── DOCUMENT TEXT

The only way that the servicer can recover the advances is one of three ways:

•         Offer a forbearance whereby the borrower brings in money upfront for arrearages, then makes a few payments, and then brings in the rest due. (This is America’s Servicing Company’s initial offer.) Of course, if the borrower had that type of money, then they would not be in foreclosure.

•         Check the Pooling and Servicing Agreement to see if arrearages can be “tacked” onto the end of the loan and the servicer can recover the advances upfront. If not, they foreclose. ( I have a copy of a Deposition that the servicer foreclosure expert declares just that.)

•         Foreclose, and sell the property where they take the advances right off the top of the proceeds.

When the modification is requested by the borrower, the servicer will immediately check to see if there is any ability to recover the advances other than foreclosure. If not, they decide to foreclose. But, what is even worse, the servicer will engage in trial modification actions, usually providing a trial modification whereby the borrower will make payments to the servicer. These payments are less than what is owed, so they are placed into “suspense” whereby the payments are not credited to the account. When the lender denies the loan and forecloses, the payments are kept to offset the advances until the home is finally sold.

────
── SOURCE EXCERPT

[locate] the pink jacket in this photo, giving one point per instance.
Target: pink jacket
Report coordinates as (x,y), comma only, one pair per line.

────

WHAT YOU WILL DO:
Continue the passage above on how mortgage servicers recover their advances, picking up after its final sentence.

EXERCISE ANSWER:
This benefits the servicer by allowing them to collect payments, and uses up time until the foreclosure can occur, but also denies the borrower the ability to hire an attorney to aggressively fight the servicer. Furthermore, it removes from the borrower money that will be needed to find a new place to live. (There is possible legal actions to consider which I will address further on.)

The second limiting factor is whether the servicer can in fact offer a loan modification to a borrower.

The Pooling and Servicing Agreement (PSA)

The PSA governs what can and can’t happen with regard to the servicing of a loan. It specifically details what can occur when a loan is in default or is facing default. Loan modification is one option covered.

Dependent upon the wording of the PSA, a loan modification may not be possible. It may not be authorized or it may restrict the ability to offer a modification by stating that such a modification may be offered, only if the loan is purchased back from the investor for the full balance due. Obviously, a servicer will not purchase back a defaulted loan that is “underwater” so they will refuse the modification, saying that the PSA does not allow for modifications.

The servicer knows immediately what the PSA says with regard to loan modifications. Do they immediately deny the modification? No, instead they engage in “sham” negotiations, requesting paperwork, financials and other documentation while wasting time until they can foreclose on the property. Often, they are accepting trial payments, knowing full well that the modification will be denied. Again, it is simply a way of recovering money.

What to do?

At this point, hopefully the reader and the attorney will begin to understand what I mean by Predatory Loan Modifications. I have attempted to show the issues with these modifications, and have spent several months attempting to determine an effective way to fight the servicers. Along the way, I have learned much, and I have also seen some actions filed against servicers, but because the attorneys did not understand the entire lending and modification process, gaping holes were left in the arguments.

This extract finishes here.